7 février 2024
Cour de cassation
Pourvoi n° 22-15.842

Chambre sociale - Formation de section

Publié au Bulletin

ECLI:FR:CCASS:2024:SO00161

Titres et sommaires

TRAVAIL REGLEMENTATION, DUREE DU TRAVAIL - Heures supplémentaires - Accomplissement - Preuve - Charge - Employeur - Éléments de preuve - Etendue - Détermination - Cas - Système objectif, fiable et accessible permettant de mesurer la durée du temps de travail - Absence de mise en place par l'employeur - Portée

L'absence de mise en place par l'employeur d'un système objectif, fiable et accessible permettant de mesurer la durée du temps de travail journalier effectué par chaque travailleur ne le prive pas du droit de soumettre au débat contradictoire tout élément de droit, de fait et de preuve, quant à l'existence ou au nombre d'heures accomplies

TRAVAIL REGLEMENTATION, DUREE DU TRAVAIL - Durée journalière - Mesure - Système objectif, fiable et accessible - Mise en place - Obligation de l'employeur - Défaut - Effets - Litige relatif à l'existence ou au nombre d'heures accomplies - Eléments de preuve fournis par l'employeur - Etendue - Détermination - Portée

PREUVE (RèGLES GéNéRALES) - Pouvoirs des juges - Eléments de preuve - Heures supplémentaires - Accomplissement - Eléments fournis par le salarié - Etendue - Cas - Système objectif, fiable et accessible permettant de mesurer la durée du temps de travail - Absence de mise en place par l'employeur - Portée

UNION EUROPEENNE - Travail - Aménagement du temps de travail - Directive 2003/88/CE du Parlement européen et du Conseil du 4 novembre 2003 - Charte des droits fondamentaux de l'Union européenne - Article 31 - Conditions de travail justes et équitables - Mesure de la durée du temps de travail journalier - Système objectif, fiable et accessible de déclaration des heures supplémentaires - Obligations de l'employeur - Absence de mise en place par l'employeur - Effets - Preuve des heures supplémentaires - Détermination - Portée

Texte de la décision

SOC.

CH9



COUR DE CASSATION
______________________


Audience publique du 7 février 2024




Rejet


M. SOMMER, président



Arrêt n° 161 FS-B

Pourvoi n° Z 22-15.842




R É P U B L I Q U E F R A N Ç A I S E

_________________________

AU NOM DU PEUPLE FRANÇAIS
_________________________


ARRÊT DE LA COUR DE CASSATION, CHAMBRE SOCIALE, DU 7 FÉVRIER 2024

Mme [O] [D], domiciliée [Adresse 1], a formé le pourvoi n° Z 22-15.842 contre l'arrêt rendu le 4 mars 2022 par la cour d'appel de Bourges (chambre sociale), dans le litige l'opposant à la société Chouchane, société à responsabilité limitée, dont le siège est [Adresse 2], défenderesse à la cassation.

La demanderesse invoque, à l'appui de son pourvoi, trois moyens de cassation.

Le dossier a été communiqué au procureur général.

▶ Données recueillies
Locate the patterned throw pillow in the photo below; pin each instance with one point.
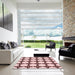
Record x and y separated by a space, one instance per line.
3 45
13 44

▶ Consignes de travail
1/ Les affirmations suivantes concordent-elles avec l'arrêt de la Cour de cassation sur les heures supplémentaires ? Répondez par oui ou par non, en citant les mots décisifs de l'arrêt. (a) La décision attaquée a été rendue par la cour d'appel de Bourges. (b) La demanderesse invoque deux moyens de cassation. (c) L'arrêt n'est pas publié au Bulletin.
2/ Qui est désigné comme président dans l'arrêt de la Cour de cassation sur les heures supplémentaires ?
3/ Rédigez la suite de l'arrêt de la Cour de cassation sur les heures supplémentaires, à partir de sa dernière phrase.

▶ Réponses
1/
(a) Oui : « l'arrêt rendu le 4 mars 2022 par la cour d'appel de Bourges (chambre sociale) ».
(b) Non : « trois moyens de cassation ».
(c) Non : « Publié au Bulletin ».

2/ M. SOMMER est désigné comme président.

3/
Sur le rapport de M. Flores, conseiller, les observations de la SCP Yves et Blaise Capron, avocat de Mme [D], et l'avis de M. Halem, avocat général référendaire, après débats en l'audience publique du 10 janvier 2024 où étaient présents M. Sommer, président, M. Flores, conseiller rapporteur, Mme Monge, conseiller doyen, Mme Cavrois, M. Rouchayrole, Mmes Deltort, Le Quellec, conseillers, Mmes Ala, Thomas-Davost, Techer, Rodrigues, conseillers référendaires, M. Halem, avocat général référendaire, et Mme Pontonnier, greffier de chambre,

la chambre sociale de la Cour de cassation, composée, en application de l'article R. 431-5 du code de l'organisation judiciaire, des président et conseillers précités, après en avoir délibéré conformément à la loi, a rendu le présent arrêt.

Faits et procédure

1. Selon l'arrêt attaqué (Bourges, 4 mars 2022), Mme [D] a été engagée en qualité de coiffeuse par la société Chouchane, qui exerce sous l'enseigne « La fabrique », le 26 septembre 2017.

2. Le 29 mai 2019, la salariée a saisi la juridiction prud'homale de demandes en résiliation judiciaire et en paiement de diverses sommes au titre de l'exécution et de la rupture du contrat de travail.

3. Le 22 juin 2019, la salariée a été licenciée pour inaptitude et impossibilité de reclassement.

Examen des moyens

Sur le deuxième moyen et le troisième moyen, pris en sa seconde branche


4. En application de l'article 1014, alinéa 2, du code de procédure civile, il n'y a pas lieu de statuer par une décision spécialement motivée sur ces griefs qui ne sont manifestement pas de nature à entraîner la cassation.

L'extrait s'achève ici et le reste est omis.